Please copy the following lines word for word, leaving the pictures out of your answer.
## Begin DATASET EXCERPTS
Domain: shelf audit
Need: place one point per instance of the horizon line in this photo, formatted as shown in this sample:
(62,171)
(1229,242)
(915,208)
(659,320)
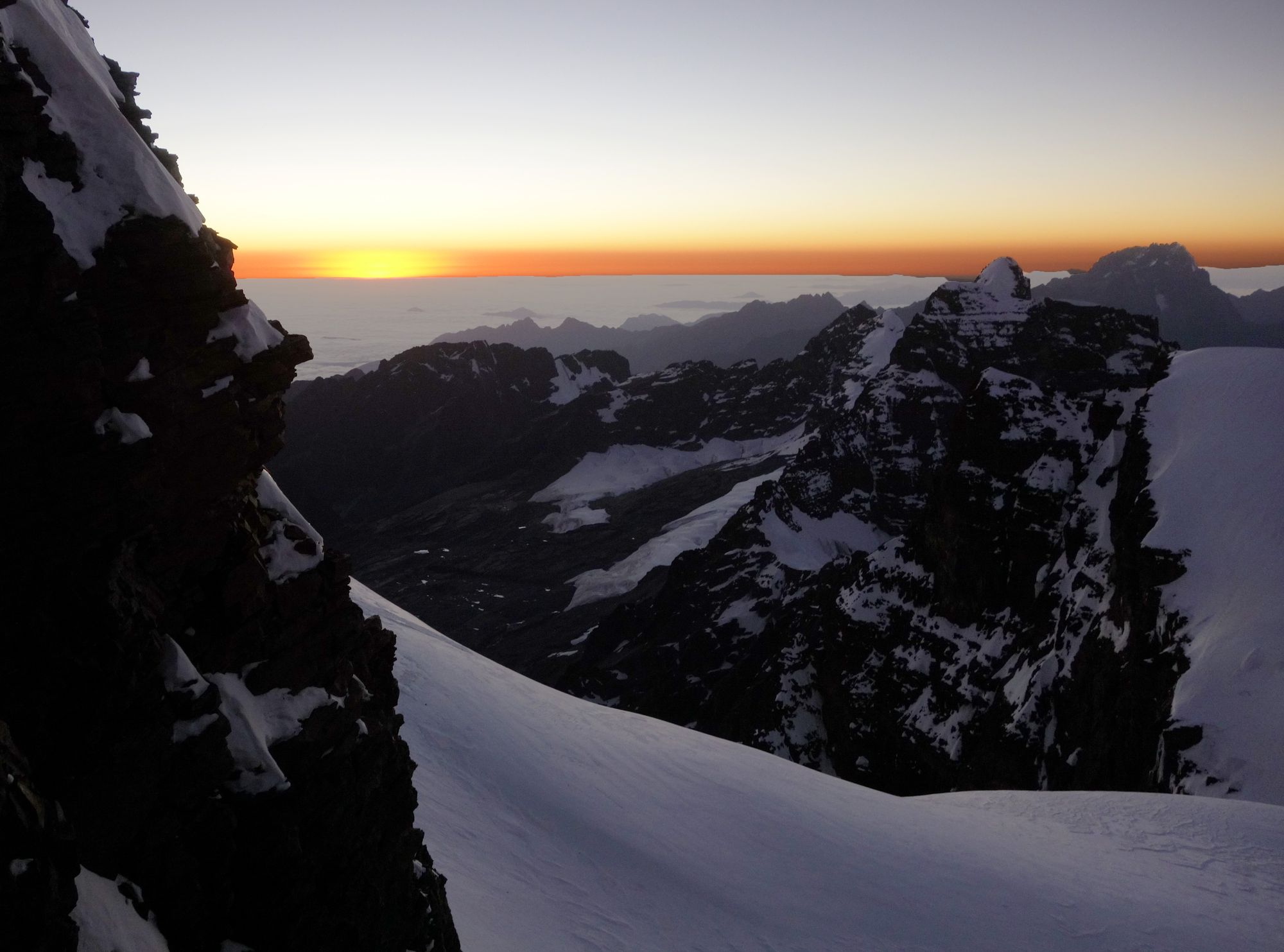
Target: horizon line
(386,263)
## End DATASET EXCERPTS
- SOLUTION BELOW:
Domain: shelf audit
Need: place one point per instance of the horizon line in this photo, formatted as shown in this sample:
(62,171)
(1229,242)
(915,208)
(659,320)
Target: horizon line
(386,263)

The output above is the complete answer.